----- Document excerpt -----
5 for the Day: Ensembles

While Lord knows the last thing the Oscar telecast needs is to be longer, one category I would love to see added to the proceedings is best ensemble.

5 for the Day: Ensembles

While Lord knows the last thing the Oscar telecast needs is to be longer, one category I would love to see added to the proceedings is Best Ensemble. The Screen Actors Guild, among other entities, recognizes the achievements of ensemble casts, and it’s invariably the only award that captures my interest (even when the end result is The Full Monty). Nothing against the accomplishments of individual actors, but many of my favorite movies feature entire casts—leads, supporting performers, bit players along the margins—working either in concert or discord, but always functioning along the lines of how David Milch viewed Deadwood. “(I)t’s a single organism,” Milch said about his show, “and I think human society is the body of God, and in a lot of ways it’s about the different parts of the body having a somewhat more confident sense of their identity over the course of time…(a) more confident sense of their identity as members of something larger than themselves.” One need not be as devout as Milch to see the appeal of that perspective, or to reconfigure it to suit a different worldview as some of the filmmakers on my list have done.
-----
→ **Directive**:
Reproduce the "5 for the Day: Ensembles" piece word for word, from its title through its last sentence.
----- Raw records -----
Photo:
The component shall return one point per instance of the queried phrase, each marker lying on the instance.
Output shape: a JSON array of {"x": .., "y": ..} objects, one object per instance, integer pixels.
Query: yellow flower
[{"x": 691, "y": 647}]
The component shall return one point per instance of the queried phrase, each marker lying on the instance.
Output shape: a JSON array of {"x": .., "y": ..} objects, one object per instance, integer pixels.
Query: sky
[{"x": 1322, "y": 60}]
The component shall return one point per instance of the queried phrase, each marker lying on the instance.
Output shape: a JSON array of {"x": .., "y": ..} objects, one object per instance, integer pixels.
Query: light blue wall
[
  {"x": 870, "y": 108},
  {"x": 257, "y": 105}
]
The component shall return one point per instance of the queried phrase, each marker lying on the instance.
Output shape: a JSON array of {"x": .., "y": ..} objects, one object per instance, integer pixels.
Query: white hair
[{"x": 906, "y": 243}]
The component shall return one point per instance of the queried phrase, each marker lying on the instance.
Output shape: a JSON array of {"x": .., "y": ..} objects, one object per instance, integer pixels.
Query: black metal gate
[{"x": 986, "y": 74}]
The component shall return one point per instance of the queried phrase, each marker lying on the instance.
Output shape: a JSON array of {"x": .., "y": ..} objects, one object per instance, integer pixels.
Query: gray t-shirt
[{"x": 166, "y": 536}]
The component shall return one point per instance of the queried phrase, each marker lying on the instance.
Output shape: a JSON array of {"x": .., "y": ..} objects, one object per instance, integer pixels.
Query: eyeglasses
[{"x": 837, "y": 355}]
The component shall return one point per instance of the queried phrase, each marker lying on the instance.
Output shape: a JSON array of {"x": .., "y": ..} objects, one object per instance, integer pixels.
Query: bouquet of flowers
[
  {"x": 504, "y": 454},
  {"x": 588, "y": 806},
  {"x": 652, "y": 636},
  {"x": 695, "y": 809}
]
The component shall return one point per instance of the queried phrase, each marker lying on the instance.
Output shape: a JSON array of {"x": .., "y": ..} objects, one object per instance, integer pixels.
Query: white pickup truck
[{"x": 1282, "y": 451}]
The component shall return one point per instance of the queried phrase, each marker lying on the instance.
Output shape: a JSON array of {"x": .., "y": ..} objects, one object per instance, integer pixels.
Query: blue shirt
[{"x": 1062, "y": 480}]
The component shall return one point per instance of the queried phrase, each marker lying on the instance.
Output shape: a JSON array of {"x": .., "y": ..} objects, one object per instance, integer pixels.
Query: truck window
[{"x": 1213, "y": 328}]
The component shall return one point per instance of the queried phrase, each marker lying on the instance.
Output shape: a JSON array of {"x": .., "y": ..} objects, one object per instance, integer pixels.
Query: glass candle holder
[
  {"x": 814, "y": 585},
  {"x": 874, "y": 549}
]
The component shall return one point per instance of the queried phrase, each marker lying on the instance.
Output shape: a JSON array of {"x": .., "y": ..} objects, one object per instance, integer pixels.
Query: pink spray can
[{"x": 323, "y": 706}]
-----
→ **Result for this exercise**:
5 for the Day: Ensembles

While Lord knows the last thing the Oscar telecast needs is to be longer, one category I would love to see added to the proceedings is best ensemble.

5 for the Day: Ensembles

While Lord knows the last thing the Oscar telecast needs is to be longer, one category I would love to see added to the proceedings is Best Ensemble. The Screen Actors Guild, among other entities, recognizes the achievements of ensemble casts, and it’s invariably the only award that captures my interest (even when the end result is The Full Monty). Nothing against the accomplishments of individual actors, but many of my favorite movies feature entire casts—leads, supporting performers, bit players along the margins—working either in concert or discord, but always functioning along the lines of how David Milch viewed Deadwood. “(I)t’s a single organism,” Milch said about his show, “and I think human society is the body of God, and in a lot of ways it’s about the different parts of the body having a somewhat more confident sense of their identity over the course of time…(a) more confident sense of their identity as members of something larger than themselves.” One need not be as devout as Milch to see the appeal of that perspective, or to reconfigure it to suit a different worldview as some of the filmmakers on my list have done.